PROBLEM -
Reproduce every line of the listing below verbatim.

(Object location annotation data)
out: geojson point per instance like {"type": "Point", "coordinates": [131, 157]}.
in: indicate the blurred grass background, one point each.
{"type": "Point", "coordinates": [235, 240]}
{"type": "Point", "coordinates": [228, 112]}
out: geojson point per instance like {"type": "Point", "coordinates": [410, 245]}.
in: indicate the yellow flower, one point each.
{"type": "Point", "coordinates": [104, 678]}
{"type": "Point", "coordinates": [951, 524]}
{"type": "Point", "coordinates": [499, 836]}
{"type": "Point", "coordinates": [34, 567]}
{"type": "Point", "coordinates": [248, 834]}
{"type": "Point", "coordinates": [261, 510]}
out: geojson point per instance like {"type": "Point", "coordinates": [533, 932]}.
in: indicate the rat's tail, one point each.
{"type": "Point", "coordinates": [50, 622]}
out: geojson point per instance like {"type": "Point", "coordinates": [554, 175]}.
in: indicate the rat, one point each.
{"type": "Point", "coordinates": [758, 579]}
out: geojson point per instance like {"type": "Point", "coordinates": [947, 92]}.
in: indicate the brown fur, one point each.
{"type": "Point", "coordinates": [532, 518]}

REPLY TO THE TASK -
out: geojson point per instance like {"type": "Point", "coordinates": [131, 157]}.
in: indicate the blurred grass background, one point each.
{"type": "Point", "coordinates": [235, 240]}
{"type": "Point", "coordinates": [228, 112]}
out: geojson point per instance like {"type": "Point", "coordinates": [410, 245]}.
in: indicate the yellow flower, one point each.
{"type": "Point", "coordinates": [104, 678]}
{"type": "Point", "coordinates": [951, 524]}
{"type": "Point", "coordinates": [499, 836]}
{"type": "Point", "coordinates": [34, 567]}
{"type": "Point", "coordinates": [248, 834]}
{"type": "Point", "coordinates": [261, 510]}
out: geojson point per instance like {"type": "Point", "coordinates": [533, 932]}.
in: indicate the rat's tail, one point each.
{"type": "Point", "coordinates": [50, 622]}
out: geojson point per instance like {"type": "Point", "coordinates": [554, 175]}.
in: indicate the rat, one point each.
{"type": "Point", "coordinates": [758, 579]}
out: geojson point per instance like {"type": "Point", "coordinates": [947, 92]}.
in: indicate the brown fur, one point each.
{"type": "Point", "coordinates": [532, 518]}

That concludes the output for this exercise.